## Excerpt provided

▬▬▬▬▬▬▬▬▬▬

The Gospel is made known to us only by the revelation of God in His Word—not nature, nor reason, and certainly not experience. The Gospel tells us what God does for us in Christ. There are no demands. Jesus words, “It is finished!” sum this up well. The Gospel promises Eternal life by grace, through faith, in Christ alone, as proclaimed in God’s Word alone, to God’s glory alone! And what is the threat of the Gospel? None. Zip. Nada. The Gospel gives what it demands: faith. Faith is a gift of God (and so is repentance). In place of the effect of the Law, rebellion and terror, the Gospel produces in you faith, comfort, and salvation. And isn’t that just what alarmed sinners need to hear?
What did this fellow in the text need to hear, Law or Gospel? Perhaps his last question will give us insight: 29 But he, desiring to justify himself, said to Jesus, “And who is my neighbor?”
He wanted to justify himself. Let’s put that in plainer language: he wanted to be right. Being right is not always pretty. You’ve met plenty of folks who have paid great costs in order to merely be right. Who is your neighbor?
Allow me to offer some answers. Your first neighbors brought you into this world. If you are married, your spouse is your neighbor. The children you brought into this world are your neighbors. And, of course, the people who live next door, attend your school, and work and play with you. Neighbors inhabit your community and congregation and country.

▬▬▬▬▬▬▬▬▬▬

## Assigned task A
List the three things that, according to the sermon excerpt, do not make the Gospel known to us.
## Assigned task B
Continue the sermon excerpt from the point where it stops.
The material that follows is not needed here.

## The data
▬▬▬▬▬▬▬▬▬▬

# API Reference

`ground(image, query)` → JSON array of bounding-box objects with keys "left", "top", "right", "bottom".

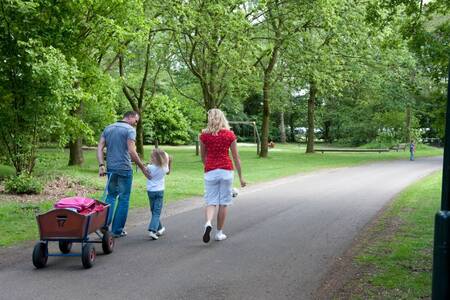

▬▬▬▬▬▬▬▬▬▬

## Response area A
Nature, reason, and experience.

## Response area B
A pastor’s neighbors include his family, congregation and community, in addition to his brother pastors and sister congregations in the Synod. A congregation’s neighbors include all the members of the congregation, its pastor and his family, the community around it, as well as its brother pastors and sister congregations.
Your neighbor may be sick, poor, lonely, in prison, or even hungry. Your neighbor may look just like you. Or not. Your neighbor may speak English. Or some other language. Your neighbor, simply put, is a person in need that you are given to help and be a neighbor to. And that is why Jesus told the parable. A fellow with many questions may well have wanted to get out of being neighborly to somebody he didn’t want to help.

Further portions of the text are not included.